Quienes me leen o me oyen, saben que no me he recatado en la cuestión de arrear estopa cuando una corrida de Juan Pedro pega un petardo. En Sevilla, lleva unos cuantos en los últimos años, y en Madrid, aún recuerdo cuando nos apedreó la juempedrada. Se dice, y punto; pero con éste que acaba de finalizar, ya son dos años consecutivos que Juan Pedro Domecq les ha pegado un colosal repaso a sus colegas coetáneos, especialmente a los que mantienen, bien que parpadeante, la llama del torismo. Y, además, en Madrid, que es la sede vaticana de este credo taurino. ¿Quieren ver un toro genuinamente bravo, con trapío, poderoso, encastado y codicioso? Pues pasen y observen a cualquiera de los doce juampedros –con los dos hierros de esta casa ganadera—que salieron al ruedo de las Ventas en el sanisidro del 15. Para muestra, el documento gráfico de arriba.
Me apetece, por tanto, echar un cuarto a espadas por este cuarto Juan Pedro de tal prolija dinastía de ganaderos de bravo. Me parece un ganadero excelente. Es, por el momento, el último eslabón de esa cadena de criadores de toros de lidia que tuvo la ocurrencia de crear su bisabuelo, Juan Pedro Domecq y Núñez de Villavicencio. Fue, digo, una ocurrencia, que no un conato vocacional, porque lo que quería aquél hombre bigotudo y rico era promocionar sus vinos, en especial su coñac Fundador, sin barruntar siquiera que sería el fundador de una familia ganadera excepcional. Pero no fue el citado bodeguero el artífice de tal emporio ligado a la tauromaquia. Creo haber entendido que a él le gustaba el caballo, mucho más que el toro; pero criar el toro en aquél tiempo –año 30 del pasado siglo—, era símbolo de poderío y de prestigio, máxime si llevaba marcado a fuego un hierro legendario, en este caso el muy famoso del duque de Veragua. Esa fue la mecha que encendió la traca de los Domeq ganaderos, pero el artífice –el artificiero- fue un vecino de su espléndido predio de Jandilla: Ramón Mora Figueroa, miembro del marquesado de Tamarón, el verdadero creador de un toro de lidia concebido para la obra de arte del toreo. De no haber existido esta vecindad, derivada después en hermanamiento, probablemente, los Domecq hubieran quedado en poco menos que un experimento ocasional.
Ramón Mora Figueroa fue quien crió en las llanadas de la finca Las Lomas, lindera con Jandilla, unas reses procedentes de Parladé y Urcola, cuyas hembras padreó el toro Alpargatero, verdadero pie de simiente de los mejores tamarones, vendidos después en buena parte al entonces jovencísimo –25 años—conde de la Corte, aunque con cláusula de recompra de una parte de la herencia genética de Alpargatero, para cuando la economía de la familia Mora Figueroa estuviera saneada. ¿Influyó de forma tangible la familia Domecq en este saneamiento? ¿Fue solo cuestión de amistad superlativa o vínculo familiar, cuando Juan Ramón Mora, hijo del tío Ramón, casó con Carmen Domecq?

> [Problemas]
1/ Traduce al inglés esta oración del texto sobre la ganadería Domecq: "Pero no fue el citado bodeguero el artífice de tal emporio ligado a la tauromaquia."
2/ Imprime sin cambios el pasaje del texto sobre la ganadería Domecq que se abre con las palabras que contienen "Ramón Mora Figueroa fue" y se cierra con "con Carmen Domecq?".
3/ Prosigue el texto sobre la ganadería Domecq a partir de su última oración.

> [Entradas para señalar objetos por su nombre]
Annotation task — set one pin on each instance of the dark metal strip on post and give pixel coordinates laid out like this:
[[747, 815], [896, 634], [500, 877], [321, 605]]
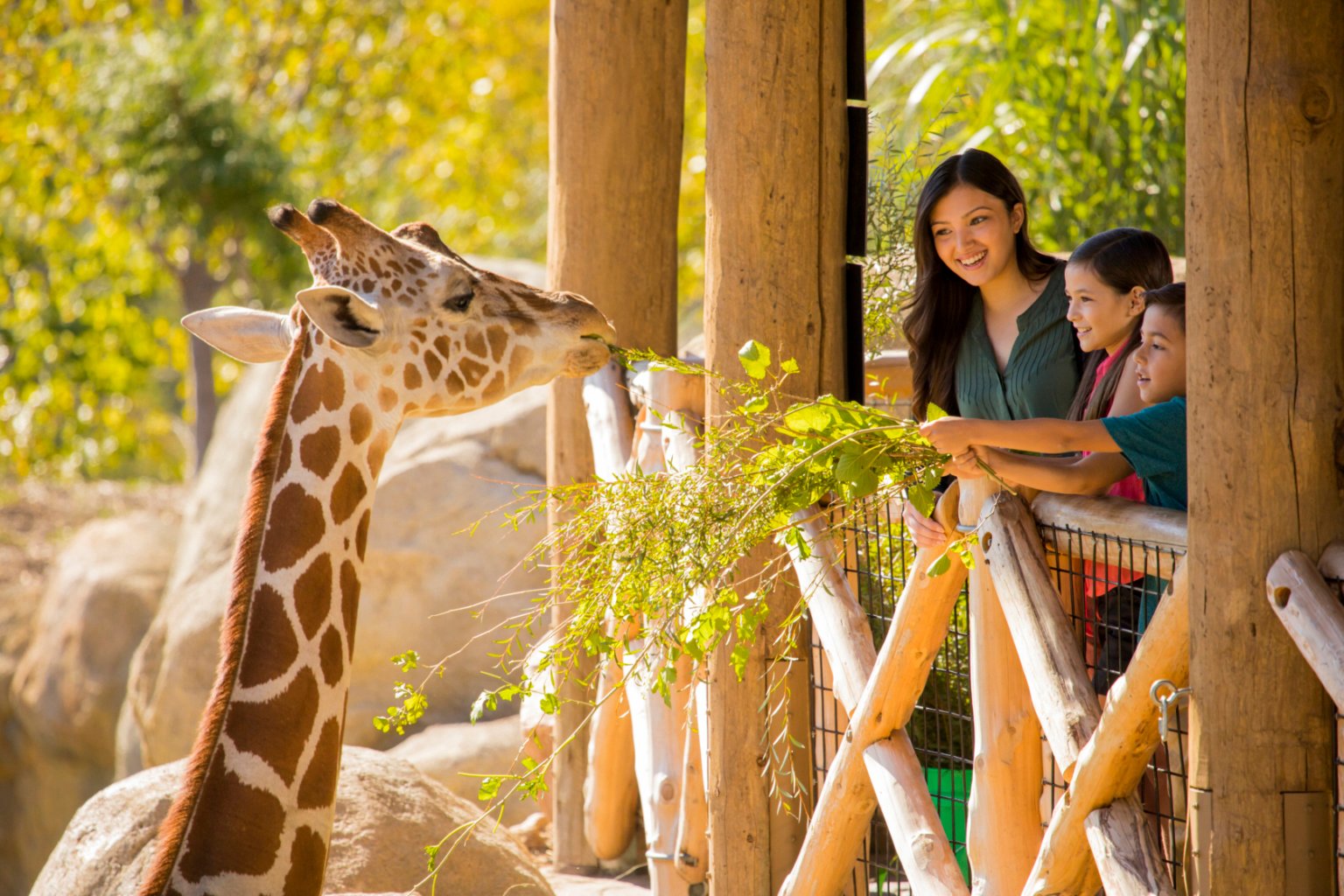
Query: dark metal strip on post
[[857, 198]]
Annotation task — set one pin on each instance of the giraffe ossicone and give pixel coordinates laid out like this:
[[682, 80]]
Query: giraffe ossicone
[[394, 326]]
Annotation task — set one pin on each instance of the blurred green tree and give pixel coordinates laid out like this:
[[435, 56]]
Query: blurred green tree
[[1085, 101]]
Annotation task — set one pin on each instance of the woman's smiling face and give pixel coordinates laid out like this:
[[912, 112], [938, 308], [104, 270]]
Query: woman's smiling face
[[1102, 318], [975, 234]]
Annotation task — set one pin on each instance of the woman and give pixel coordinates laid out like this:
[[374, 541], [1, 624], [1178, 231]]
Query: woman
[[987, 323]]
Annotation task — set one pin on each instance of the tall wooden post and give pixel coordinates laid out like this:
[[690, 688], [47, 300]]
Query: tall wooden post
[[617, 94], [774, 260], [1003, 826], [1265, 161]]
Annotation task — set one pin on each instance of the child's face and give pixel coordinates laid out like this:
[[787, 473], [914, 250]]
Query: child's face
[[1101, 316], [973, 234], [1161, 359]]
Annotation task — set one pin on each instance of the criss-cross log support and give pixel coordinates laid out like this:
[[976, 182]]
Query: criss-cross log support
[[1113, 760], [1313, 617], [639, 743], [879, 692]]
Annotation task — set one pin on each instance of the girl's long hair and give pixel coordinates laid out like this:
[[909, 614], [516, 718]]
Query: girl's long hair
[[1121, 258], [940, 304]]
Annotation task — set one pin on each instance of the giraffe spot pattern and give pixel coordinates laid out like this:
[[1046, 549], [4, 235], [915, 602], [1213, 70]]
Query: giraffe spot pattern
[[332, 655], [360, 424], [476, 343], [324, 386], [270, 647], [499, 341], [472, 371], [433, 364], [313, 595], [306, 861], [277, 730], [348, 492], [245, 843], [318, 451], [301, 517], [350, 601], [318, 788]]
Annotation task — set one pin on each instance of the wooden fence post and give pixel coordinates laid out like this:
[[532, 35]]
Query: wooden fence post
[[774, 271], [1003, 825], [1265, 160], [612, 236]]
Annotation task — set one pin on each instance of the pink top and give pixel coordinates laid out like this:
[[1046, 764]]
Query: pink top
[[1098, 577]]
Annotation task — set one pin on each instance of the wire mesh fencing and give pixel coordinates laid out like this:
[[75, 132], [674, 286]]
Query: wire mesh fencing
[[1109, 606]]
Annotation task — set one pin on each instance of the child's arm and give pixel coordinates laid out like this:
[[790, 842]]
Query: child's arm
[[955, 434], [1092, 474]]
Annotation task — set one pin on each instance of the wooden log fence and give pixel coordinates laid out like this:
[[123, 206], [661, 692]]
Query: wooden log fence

> [Resultados]
1/ But the aforementioned winemaker was not the architect of such an empire linked to bullfighting.

2/
Ramón Mora Figueroa fue quien crió en las llanadas de la finca Las Lomas, lindera con Jandilla, unas reses procedentes de Parladé y Urcola, cuyas hembras padreó el toro Alpargatero, verdadero pie de simiente de los mejores tamarones, vendidos después en buena parte al entonces jovencísimo –25 años—conde de la Corte, aunque con cláusula de recompra de una parte de la herencia genética de Alpargatero, para cuando la economía de la familia Mora Figueroa estuviera saneada. ¿Influyó de forma tangible la familia Domecq en este saneamiento? ¿Fue solo cuestión de amistad superlativa o vínculo familiar, cuando Juan Ramón Mora, hijo del tío Ramón, casó con Carmen Domecq?

3/
Sea como fuere, el caso es que los Mora rehicieron su ganadería con los sementales paladeños del Conde y Gamero Cívico y unas vacas de Pedrajas. ¡Si sabrían ellos donde estaba la casta y la bravura!
Por eso recomendaron a los Domecq que quitaran aquellas reses grandullonas y bastas de Veragua, vaqueñas puras, de las que solo se conservó un selecto grupo también elegido por Tamarón, echando el sedal en el caladero del conde de la Corte y en su propia ganadería. Domecq es, pues, lo más selecto del conde de la Corte, Urcola, Parladé y Pedrajas, con un pequeño goterón de Vázquez, que al fijar mucho y bien los caracteres de su raza, propicia la aparición de jaboneros, burracos o salpicados.
Ahora bien, dentro de las familias de este ilustre apellido ganadero, las ganaderías y los criterios se han fragmentado una barbaridad, en buena parte por la extensión de algunas proles –el segundo Juan Pedro tuvo ¡ocho hijos!—y porque los ganados se han repartido, a veces, de forma indiscriminada. Todo ello, unido a la proliferación de venta de desechos a seudoganaderos de urgencia, han propiciado algún que otro descalabro en el prestigio de una de las ramas más principales de nuestra cabaña de bravo.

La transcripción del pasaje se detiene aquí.